[Selection]:
Following simple fit works without issues

library(tidymodels)
library(ranger)

rf_spec <- rand_forest(mode = 'regression') %>% 
  set_engine('ranger')


rf_spec %>% 
  fit(a ~. , data = df)

But as soon as I want to run the cross validation via

rf_folds <- vfold_cv(df, strata = c)

fit_resamples(a ~ . ,
              rf_spec,
              rf_folds)

Following error

model: Error in parse.formula(formula, data, env = parent.frame()): Error: Illegal column names in formula interface. Fix column names or use alternative interface in ranger.


Solution

  • The commenter above is correct that the source of the issue here is the spaces in the factor column. The functions for resampling and the functions for just plain old fitting currently handle that differently, and we are actively looking into how to solve this problem for users. Thank you for your patience!

    In the meantime, I would recommend setting up a simple workflow() plus a recipe(), which together will handle all the necessary dummy variable munging for you.

    library(tidymodels)
    
    rf_spec <- rand_forest(mode = "regression") %>% 
      set_engine("ranger")
    
    rf_wf <- workflow() %>%
      add_model(rf_spec) %>%
      add_recipe(recipe(a ~ ., data = df))
    
    
    fit(rf_wf, data = df)
    #> ══ Workflow [trained] ═══════════════════════════════════════════════════════════════════════════════════════════
    #> Preprocessor: Recipe
    #> Model: rand_forest()
    #> 
    #> ── Preprocessor ─────────────────────────────────────────────────────────────────────────────────────────────────
    #> 0 Recipe Steps
    #> 
    #> ── Model ────────────────────────────────────────────────────────────────────────────────────────────────────────
    #> Ranger result
    #> 
    #> Call:
    #>  ranger::ranger(formula = formula, data = data, num.threads = 1,      verbose = FALSE, seed = sample.int(10^5, 1))

[Your objective]:
Transcribe the portion of the ranger error thread from "model: Error in" up to and including "munging for you.", character for character.

[Information supplied]:
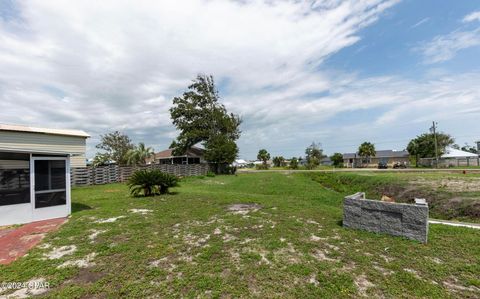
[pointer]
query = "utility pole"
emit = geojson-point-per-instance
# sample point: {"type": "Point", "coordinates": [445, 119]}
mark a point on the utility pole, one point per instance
{"type": "Point", "coordinates": [433, 129]}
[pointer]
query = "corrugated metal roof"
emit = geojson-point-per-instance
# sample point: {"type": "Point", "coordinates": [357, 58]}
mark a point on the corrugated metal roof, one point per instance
{"type": "Point", "coordinates": [192, 152]}
{"type": "Point", "coordinates": [19, 128]}
{"type": "Point", "coordinates": [455, 153]}
{"type": "Point", "coordinates": [380, 154]}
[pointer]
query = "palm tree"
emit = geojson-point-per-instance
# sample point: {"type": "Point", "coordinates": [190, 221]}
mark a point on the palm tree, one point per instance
{"type": "Point", "coordinates": [264, 156]}
{"type": "Point", "coordinates": [139, 154]}
{"type": "Point", "coordinates": [366, 150]}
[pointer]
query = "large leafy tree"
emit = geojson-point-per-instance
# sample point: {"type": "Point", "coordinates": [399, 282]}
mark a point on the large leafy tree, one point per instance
{"type": "Point", "coordinates": [220, 151]}
{"type": "Point", "coordinates": [278, 161]}
{"type": "Point", "coordinates": [423, 146]}
{"type": "Point", "coordinates": [366, 150]}
{"type": "Point", "coordinates": [263, 155]}
{"type": "Point", "coordinates": [294, 163]}
{"type": "Point", "coordinates": [201, 118]}
{"type": "Point", "coordinates": [116, 146]}
{"type": "Point", "coordinates": [139, 154]}
{"type": "Point", "coordinates": [337, 159]}
{"type": "Point", "coordinates": [314, 154]}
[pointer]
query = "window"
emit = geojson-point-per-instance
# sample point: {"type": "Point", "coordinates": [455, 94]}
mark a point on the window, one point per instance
{"type": "Point", "coordinates": [14, 178]}
{"type": "Point", "coordinates": [50, 183]}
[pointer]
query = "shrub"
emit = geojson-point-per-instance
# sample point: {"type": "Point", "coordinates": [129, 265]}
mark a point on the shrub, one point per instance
{"type": "Point", "coordinates": [151, 182]}
{"type": "Point", "coordinates": [261, 166]}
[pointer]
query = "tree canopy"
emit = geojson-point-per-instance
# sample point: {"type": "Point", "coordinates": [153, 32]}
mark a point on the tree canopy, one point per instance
{"type": "Point", "coordinates": [314, 154]}
{"type": "Point", "coordinates": [116, 146]}
{"type": "Point", "coordinates": [263, 155]}
{"type": "Point", "coordinates": [337, 159]}
{"type": "Point", "coordinates": [278, 161]}
{"type": "Point", "coordinates": [366, 150]}
{"type": "Point", "coordinates": [423, 146]}
{"type": "Point", "coordinates": [139, 154]}
{"type": "Point", "coordinates": [200, 117]}
{"type": "Point", "coordinates": [294, 163]}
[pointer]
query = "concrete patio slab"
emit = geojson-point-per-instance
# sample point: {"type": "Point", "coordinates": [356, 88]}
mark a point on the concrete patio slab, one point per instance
{"type": "Point", "coordinates": [16, 242]}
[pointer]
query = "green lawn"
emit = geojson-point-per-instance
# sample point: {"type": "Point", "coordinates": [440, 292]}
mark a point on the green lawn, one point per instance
{"type": "Point", "coordinates": [188, 244]}
{"type": "Point", "coordinates": [452, 196]}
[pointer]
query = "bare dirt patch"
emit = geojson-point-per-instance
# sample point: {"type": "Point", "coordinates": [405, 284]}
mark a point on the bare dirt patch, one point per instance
{"type": "Point", "coordinates": [244, 208]}
{"type": "Point", "coordinates": [94, 234]}
{"type": "Point", "coordinates": [86, 276]}
{"type": "Point", "coordinates": [34, 287]}
{"type": "Point", "coordinates": [59, 252]}
{"type": "Point", "coordinates": [86, 262]}
{"type": "Point", "coordinates": [321, 255]}
{"type": "Point", "coordinates": [453, 286]}
{"type": "Point", "coordinates": [109, 220]}
{"type": "Point", "coordinates": [450, 184]}
{"type": "Point", "coordinates": [141, 211]}
{"type": "Point", "coordinates": [363, 284]}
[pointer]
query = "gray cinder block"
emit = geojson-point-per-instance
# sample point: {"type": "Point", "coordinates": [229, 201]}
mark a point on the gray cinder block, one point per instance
{"type": "Point", "coordinates": [397, 219]}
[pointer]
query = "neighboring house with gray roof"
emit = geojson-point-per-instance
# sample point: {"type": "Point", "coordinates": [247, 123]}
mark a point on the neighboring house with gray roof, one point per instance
{"type": "Point", "coordinates": [352, 160]}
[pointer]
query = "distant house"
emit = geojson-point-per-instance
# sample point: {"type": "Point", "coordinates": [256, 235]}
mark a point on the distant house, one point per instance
{"type": "Point", "coordinates": [326, 161]}
{"type": "Point", "coordinates": [352, 160]}
{"type": "Point", "coordinates": [240, 163]}
{"type": "Point", "coordinates": [194, 155]}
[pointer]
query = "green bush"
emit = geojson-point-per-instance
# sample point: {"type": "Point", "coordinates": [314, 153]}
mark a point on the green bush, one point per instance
{"type": "Point", "coordinates": [151, 182]}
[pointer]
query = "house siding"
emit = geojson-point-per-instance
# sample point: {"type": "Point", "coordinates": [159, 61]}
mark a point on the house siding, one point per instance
{"type": "Point", "coordinates": [45, 143]}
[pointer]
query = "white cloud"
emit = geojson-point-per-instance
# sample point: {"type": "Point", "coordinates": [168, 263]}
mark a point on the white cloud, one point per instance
{"type": "Point", "coordinates": [445, 47]}
{"type": "Point", "coordinates": [474, 16]}
{"type": "Point", "coordinates": [421, 22]}
{"type": "Point", "coordinates": [107, 65]}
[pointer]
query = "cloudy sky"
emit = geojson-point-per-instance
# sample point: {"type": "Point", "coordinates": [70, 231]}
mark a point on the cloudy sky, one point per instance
{"type": "Point", "coordinates": [331, 71]}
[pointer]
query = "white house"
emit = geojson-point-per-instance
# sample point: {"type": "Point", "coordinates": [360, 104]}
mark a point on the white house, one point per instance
{"type": "Point", "coordinates": [452, 153]}
{"type": "Point", "coordinates": [35, 172]}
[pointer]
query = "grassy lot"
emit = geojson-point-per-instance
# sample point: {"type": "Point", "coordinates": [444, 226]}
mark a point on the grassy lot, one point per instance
{"type": "Point", "coordinates": [189, 244]}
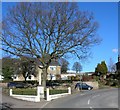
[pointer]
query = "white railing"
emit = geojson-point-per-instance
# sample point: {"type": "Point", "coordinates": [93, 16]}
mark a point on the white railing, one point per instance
{"type": "Point", "coordinates": [55, 96]}
{"type": "Point", "coordinates": [27, 97]}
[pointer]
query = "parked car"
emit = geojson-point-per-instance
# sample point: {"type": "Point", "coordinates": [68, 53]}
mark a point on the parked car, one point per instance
{"type": "Point", "coordinates": [83, 86]}
{"type": "Point", "coordinates": [52, 84]}
{"type": "Point", "coordinates": [17, 85]}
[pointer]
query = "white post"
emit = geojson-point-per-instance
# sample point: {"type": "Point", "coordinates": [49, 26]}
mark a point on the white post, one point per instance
{"type": "Point", "coordinates": [39, 76]}
{"type": "Point", "coordinates": [40, 90]}
{"type": "Point", "coordinates": [47, 92]}
{"type": "Point", "coordinates": [38, 94]}
{"type": "Point", "coordinates": [69, 90]}
{"type": "Point", "coordinates": [10, 92]}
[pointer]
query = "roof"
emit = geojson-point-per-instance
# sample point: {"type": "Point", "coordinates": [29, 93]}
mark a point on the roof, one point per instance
{"type": "Point", "coordinates": [15, 60]}
{"type": "Point", "coordinates": [53, 63]}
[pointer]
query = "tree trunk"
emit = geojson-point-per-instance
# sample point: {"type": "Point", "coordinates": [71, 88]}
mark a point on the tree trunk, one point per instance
{"type": "Point", "coordinates": [44, 77]}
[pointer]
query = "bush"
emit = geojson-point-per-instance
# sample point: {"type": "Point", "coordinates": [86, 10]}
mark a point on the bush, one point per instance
{"type": "Point", "coordinates": [59, 81]}
{"type": "Point", "coordinates": [25, 91]}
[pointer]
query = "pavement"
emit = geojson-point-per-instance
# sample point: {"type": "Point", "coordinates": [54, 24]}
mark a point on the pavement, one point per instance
{"type": "Point", "coordinates": [85, 99]}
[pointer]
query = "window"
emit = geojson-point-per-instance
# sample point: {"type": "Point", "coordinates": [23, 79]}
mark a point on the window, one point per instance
{"type": "Point", "coordinates": [52, 68]}
{"type": "Point", "coordinates": [29, 77]}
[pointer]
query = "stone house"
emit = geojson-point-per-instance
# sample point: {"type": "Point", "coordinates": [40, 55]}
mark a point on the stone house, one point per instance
{"type": "Point", "coordinates": [53, 70]}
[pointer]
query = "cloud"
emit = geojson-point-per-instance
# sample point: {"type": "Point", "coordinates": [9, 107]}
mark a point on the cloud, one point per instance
{"type": "Point", "coordinates": [114, 50]}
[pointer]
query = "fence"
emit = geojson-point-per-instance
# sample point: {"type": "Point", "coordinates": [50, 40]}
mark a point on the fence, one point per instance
{"type": "Point", "coordinates": [55, 96]}
{"type": "Point", "coordinates": [27, 97]}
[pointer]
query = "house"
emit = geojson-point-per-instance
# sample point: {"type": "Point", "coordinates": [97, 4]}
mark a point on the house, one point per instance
{"type": "Point", "coordinates": [53, 70]}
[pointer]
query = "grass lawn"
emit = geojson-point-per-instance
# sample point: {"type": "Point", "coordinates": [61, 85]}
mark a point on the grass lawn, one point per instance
{"type": "Point", "coordinates": [58, 91]}
{"type": "Point", "coordinates": [27, 91]}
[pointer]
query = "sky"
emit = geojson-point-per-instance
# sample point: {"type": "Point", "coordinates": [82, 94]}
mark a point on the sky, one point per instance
{"type": "Point", "coordinates": [106, 14]}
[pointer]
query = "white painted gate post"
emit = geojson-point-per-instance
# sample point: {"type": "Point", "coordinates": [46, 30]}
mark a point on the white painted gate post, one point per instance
{"type": "Point", "coordinates": [69, 90]}
{"type": "Point", "coordinates": [10, 92]}
{"type": "Point", "coordinates": [48, 96]}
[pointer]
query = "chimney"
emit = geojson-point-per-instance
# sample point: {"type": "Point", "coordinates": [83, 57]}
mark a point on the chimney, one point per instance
{"type": "Point", "coordinates": [118, 58]}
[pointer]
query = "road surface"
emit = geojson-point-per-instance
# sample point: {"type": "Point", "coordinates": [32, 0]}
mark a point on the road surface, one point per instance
{"type": "Point", "coordinates": [104, 98]}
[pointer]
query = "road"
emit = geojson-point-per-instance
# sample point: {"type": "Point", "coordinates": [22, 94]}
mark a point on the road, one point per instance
{"type": "Point", "coordinates": [104, 98]}
{"type": "Point", "coordinates": [107, 98]}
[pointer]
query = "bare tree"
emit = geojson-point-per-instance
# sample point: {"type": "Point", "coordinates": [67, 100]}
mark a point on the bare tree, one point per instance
{"type": "Point", "coordinates": [77, 67]}
{"type": "Point", "coordinates": [64, 65]}
{"type": "Point", "coordinates": [26, 67]}
{"type": "Point", "coordinates": [48, 31]}
{"type": "Point", "coordinates": [111, 66]}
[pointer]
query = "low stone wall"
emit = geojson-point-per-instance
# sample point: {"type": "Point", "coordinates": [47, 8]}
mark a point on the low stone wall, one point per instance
{"type": "Point", "coordinates": [27, 98]}
{"type": "Point", "coordinates": [3, 84]}
{"type": "Point", "coordinates": [94, 84]}
{"type": "Point", "coordinates": [55, 96]}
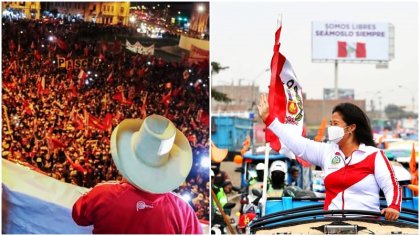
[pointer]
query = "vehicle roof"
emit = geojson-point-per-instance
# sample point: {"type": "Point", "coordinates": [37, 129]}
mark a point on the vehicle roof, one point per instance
{"type": "Point", "coordinates": [261, 156]}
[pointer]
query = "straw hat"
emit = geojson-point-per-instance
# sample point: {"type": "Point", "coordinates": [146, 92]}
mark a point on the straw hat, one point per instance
{"type": "Point", "coordinates": [217, 154]}
{"type": "Point", "coordinates": [152, 153]}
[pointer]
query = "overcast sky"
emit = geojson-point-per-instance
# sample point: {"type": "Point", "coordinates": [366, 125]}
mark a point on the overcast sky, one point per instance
{"type": "Point", "coordinates": [242, 36]}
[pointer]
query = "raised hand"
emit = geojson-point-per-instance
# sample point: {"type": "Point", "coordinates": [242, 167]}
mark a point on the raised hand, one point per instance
{"type": "Point", "coordinates": [263, 107]}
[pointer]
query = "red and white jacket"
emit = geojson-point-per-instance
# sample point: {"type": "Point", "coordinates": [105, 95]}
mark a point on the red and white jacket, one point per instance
{"type": "Point", "coordinates": [351, 183]}
{"type": "Point", "coordinates": [121, 208]}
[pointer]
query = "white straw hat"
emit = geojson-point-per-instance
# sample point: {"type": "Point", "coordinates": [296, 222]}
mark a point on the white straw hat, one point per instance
{"type": "Point", "coordinates": [152, 153]}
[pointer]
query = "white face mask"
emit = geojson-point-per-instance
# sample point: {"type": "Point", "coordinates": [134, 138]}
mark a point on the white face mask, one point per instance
{"type": "Point", "coordinates": [335, 133]}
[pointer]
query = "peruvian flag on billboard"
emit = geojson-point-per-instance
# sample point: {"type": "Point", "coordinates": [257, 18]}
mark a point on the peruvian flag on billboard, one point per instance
{"type": "Point", "coordinates": [345, 49]}
{"type": "Point", "coordinates": [284, 97]}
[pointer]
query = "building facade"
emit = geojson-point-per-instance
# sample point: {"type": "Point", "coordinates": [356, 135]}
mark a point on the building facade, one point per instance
{"type": "Point", "coordinates": [110, 13]}
{"type": "Point", "coordinates": [17, 10]}
{"type": "Point", "coordinates": [200, 18]}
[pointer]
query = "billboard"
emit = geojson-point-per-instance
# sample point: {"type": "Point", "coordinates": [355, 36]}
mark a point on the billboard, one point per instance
{"type": "Point", "coordinates": [350, 41]}
{"type": "Point", "coordinates": [329, 94]}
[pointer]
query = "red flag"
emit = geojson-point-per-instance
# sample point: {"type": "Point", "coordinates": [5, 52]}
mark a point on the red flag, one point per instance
{"type": "Point", "coordinates": [76, 166]}
{"type": "Point", "coordinates": [119, 96]}
{"type": "Point", "coordinates": [117, 46]}
{"type": "Point", "coordinates": [37, 56]}
{"type": "Point", "coordinates": [86, 51]}
{"type": "Point", "coordinates": [54, 143]}
{"type": "Point", "coordinates": [276, 96]}
{"type": "Point", "coordinates": [109, 79]}
{"type": "Point", "coordinates": [101, 56]}
{"type": "Point", "coordinates": [361, 50]}
{"type": "Point", "coordinates": [61, 44]}
{"type": "Point", "coordinates": [342, 49]}
{"type": "Point", "coordinates": [108, 121]}
{"type": "Point", "coordinates": [285, 94]}
{"type": "Point", "coordinates": [413, 169]}
{"type": "Point", "coordinates": [78, 122]}
{"type": "Point", "coordinates": [82, 76]}
{"type": "Point", "coordinates": [12, 45]}
{"type": "Point", "coordinates": [167, 99]}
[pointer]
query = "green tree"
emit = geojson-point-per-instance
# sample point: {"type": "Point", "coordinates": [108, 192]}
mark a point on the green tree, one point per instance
{"type": "Point", "coordinates": [394, 112]}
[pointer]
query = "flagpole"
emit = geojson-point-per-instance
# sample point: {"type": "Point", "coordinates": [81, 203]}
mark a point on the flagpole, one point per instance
{"type": "Point", "coordinates": [265, 182]}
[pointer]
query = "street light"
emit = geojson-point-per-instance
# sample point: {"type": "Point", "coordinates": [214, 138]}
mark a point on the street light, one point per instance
{"type": "Point", "coordinates": [201, 8]}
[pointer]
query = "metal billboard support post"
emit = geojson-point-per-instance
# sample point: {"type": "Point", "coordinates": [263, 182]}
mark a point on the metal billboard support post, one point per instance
{"type": "Point", "coordinates": [265, 181]}
{"type": "Point", "coordinates": [336, 79]}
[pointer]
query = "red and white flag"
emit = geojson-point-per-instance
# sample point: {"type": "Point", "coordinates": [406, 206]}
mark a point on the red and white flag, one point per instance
{"type": "Point", "coordinates": [285, 95]}
{"type": "Point", "coordinates": [351, 49]}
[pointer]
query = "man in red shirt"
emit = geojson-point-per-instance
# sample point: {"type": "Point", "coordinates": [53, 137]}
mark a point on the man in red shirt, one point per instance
{"type": "Point", "coordinates": [154, 158]}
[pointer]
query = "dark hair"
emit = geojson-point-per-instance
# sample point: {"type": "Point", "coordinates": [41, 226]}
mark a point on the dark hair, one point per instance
{"type": "Point", "coordinates": [352, 114]}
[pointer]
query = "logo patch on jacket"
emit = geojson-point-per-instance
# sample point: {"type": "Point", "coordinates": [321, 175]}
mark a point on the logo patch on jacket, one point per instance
{"type": "Point", "coordinates": [336, 159]}
{"type": "Point", "coordinates": [142, 205]}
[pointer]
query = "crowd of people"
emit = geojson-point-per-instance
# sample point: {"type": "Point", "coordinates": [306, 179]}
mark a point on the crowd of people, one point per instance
{"type": "Point", "coordinates": [60, 120]}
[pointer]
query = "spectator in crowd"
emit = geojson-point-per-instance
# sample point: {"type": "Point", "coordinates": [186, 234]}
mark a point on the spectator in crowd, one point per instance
{"type": "Point", "coordinates": [59, 120]}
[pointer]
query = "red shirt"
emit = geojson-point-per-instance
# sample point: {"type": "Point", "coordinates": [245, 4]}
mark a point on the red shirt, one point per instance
{"type": "Point", "coordinates": [121, 208]}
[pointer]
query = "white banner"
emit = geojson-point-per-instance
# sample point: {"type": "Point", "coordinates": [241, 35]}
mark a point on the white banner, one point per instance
{"type": "Point", "coordinates": [350, 41]}
{"type": "Point", "coordinates": [138, 48]}
{"type": "Point", "coordinates": [37, 204]}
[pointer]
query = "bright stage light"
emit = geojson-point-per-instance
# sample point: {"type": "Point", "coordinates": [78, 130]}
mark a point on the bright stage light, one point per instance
{"type": "Point", "coordinates": [205, 162]}
{"type": "Point", "coordinates": [186, 197]}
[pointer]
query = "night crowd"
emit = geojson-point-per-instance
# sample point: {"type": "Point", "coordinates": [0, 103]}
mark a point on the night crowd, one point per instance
{"type": "Point", "coordinates": [60, 120]}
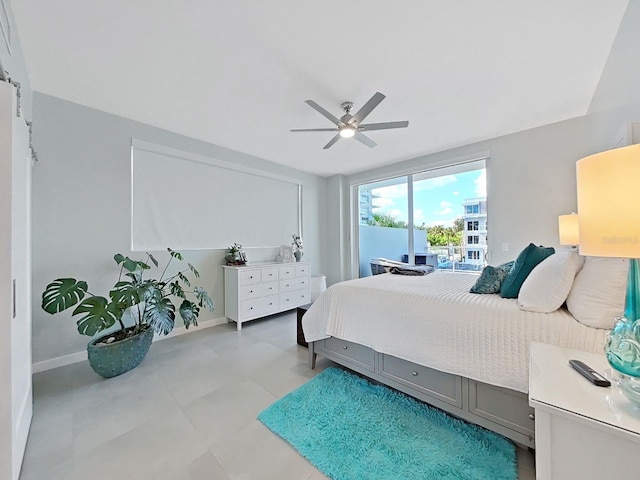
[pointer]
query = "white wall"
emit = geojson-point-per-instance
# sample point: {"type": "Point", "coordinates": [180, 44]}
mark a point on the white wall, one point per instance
{"type": "Point", "coordinates": [81, 210]}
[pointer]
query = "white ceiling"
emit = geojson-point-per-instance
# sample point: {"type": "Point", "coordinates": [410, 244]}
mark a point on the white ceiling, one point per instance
{"type": "Point", "coordinates": [236, 73]}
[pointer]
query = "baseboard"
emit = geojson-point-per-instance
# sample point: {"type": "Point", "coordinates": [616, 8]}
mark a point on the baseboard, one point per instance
{"type": "Point", "coordinates": [81, 356]}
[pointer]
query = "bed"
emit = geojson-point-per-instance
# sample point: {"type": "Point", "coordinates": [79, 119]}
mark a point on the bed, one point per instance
{"type": "Point", "coordinates": [429, 337]}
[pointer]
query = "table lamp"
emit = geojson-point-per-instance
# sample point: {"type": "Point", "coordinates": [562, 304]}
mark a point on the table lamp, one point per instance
{"type": "Point", "coordinates": [568, 229]}
{"type": "Point", "coordinates": [609, 223]}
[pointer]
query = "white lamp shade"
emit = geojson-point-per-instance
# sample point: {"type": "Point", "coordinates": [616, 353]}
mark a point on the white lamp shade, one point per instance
{"type": "Point", "coordinates": [608, 207]}
{"type": "Point", "coordinates": [568, 229]}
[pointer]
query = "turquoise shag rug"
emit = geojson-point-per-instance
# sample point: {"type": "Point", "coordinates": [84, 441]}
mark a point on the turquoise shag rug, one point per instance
{"type": "Point", "coordinates": [351, 429]}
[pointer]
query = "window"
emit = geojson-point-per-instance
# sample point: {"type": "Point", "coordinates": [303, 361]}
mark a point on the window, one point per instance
{"type": "Point", "coordinates": [425, 214]}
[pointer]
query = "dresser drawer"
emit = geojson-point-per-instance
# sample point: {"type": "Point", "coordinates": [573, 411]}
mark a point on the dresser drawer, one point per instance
{"type": "Point", "coordinates": [288, 271]}
{"type": "Point", "coordinates": [269, 274]}
{"type": "Point", "coordinates": [248, 277]}
{"type": "Point", "coordinates": [443, 386]}
{"type": "Point", "coordinates": [358, 354]}
{"type": "Point", "coordinates": [259, 306]}
{"type": "Point", "coordinates": [293, 299]}
{"type": "Point", "coordinates": [302, 270]}
{"type": "Point", "coordinates": [258, 290]}
{"type": "Point", "coordinates": [293, 284]}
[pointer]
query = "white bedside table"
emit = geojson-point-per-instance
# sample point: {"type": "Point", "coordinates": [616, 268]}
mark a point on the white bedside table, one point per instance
{"type": "Point", "coordinates": [582, 431]}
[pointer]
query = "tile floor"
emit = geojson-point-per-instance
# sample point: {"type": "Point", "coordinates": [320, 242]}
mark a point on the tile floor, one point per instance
{"type": "Point", "coordinates": [187, 412]}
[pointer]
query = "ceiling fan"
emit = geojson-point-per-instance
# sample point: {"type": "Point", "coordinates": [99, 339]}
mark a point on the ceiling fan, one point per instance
{"type": "Point", "coordinates": [349, 125]}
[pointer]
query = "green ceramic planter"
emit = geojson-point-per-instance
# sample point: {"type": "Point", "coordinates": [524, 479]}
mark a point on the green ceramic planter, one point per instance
{"type": "Point", "coordinates": [113, 359]}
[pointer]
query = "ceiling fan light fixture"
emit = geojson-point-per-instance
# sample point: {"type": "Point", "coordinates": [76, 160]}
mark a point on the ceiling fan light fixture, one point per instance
{"type": "Point", "coordinates": [347, 131]}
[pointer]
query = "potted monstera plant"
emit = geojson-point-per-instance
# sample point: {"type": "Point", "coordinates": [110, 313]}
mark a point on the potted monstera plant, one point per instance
{"type": "Point", "coordinates": [146, 303]}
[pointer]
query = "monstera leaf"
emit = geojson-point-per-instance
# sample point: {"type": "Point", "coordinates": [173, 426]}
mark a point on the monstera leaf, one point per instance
{"type": "Point", "coordinates": [62, 294]}
{"type": "Point", "coordinates": [126, 294]}
{"type": "Point", "coordinates": [189, 312]}
{"type": "Point", "coordinates": [100, 315]}
{"type": "Point", "coordinates": [161, 315]}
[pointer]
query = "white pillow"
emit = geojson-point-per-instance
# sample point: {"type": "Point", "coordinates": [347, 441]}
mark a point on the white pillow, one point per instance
{"type": "Point", "coordinates": [597, 295]}
{"type": "Point", "coordinates": [547, 286]}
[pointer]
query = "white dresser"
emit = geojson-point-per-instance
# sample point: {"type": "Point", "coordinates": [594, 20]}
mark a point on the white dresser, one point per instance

[Result]:
model: Error in parse.formula(formula, data, env = parent.frame()): Error: Illegal column names in formula interface. Fix column names or use alternative interface in ranger.


Solution

  • The commenter above is correct that the source of the issue here is the spaces in the factor column. The functions for resampling and the functions for just plain old fitting currently handle that differently, and we are actively looking into how to solve this problem for users. Thank you for your patience!

    In the meantime, I would recommend setting up a simple workflow() plus a recipe(), which together will handle all the necessary dummy variable munging for you.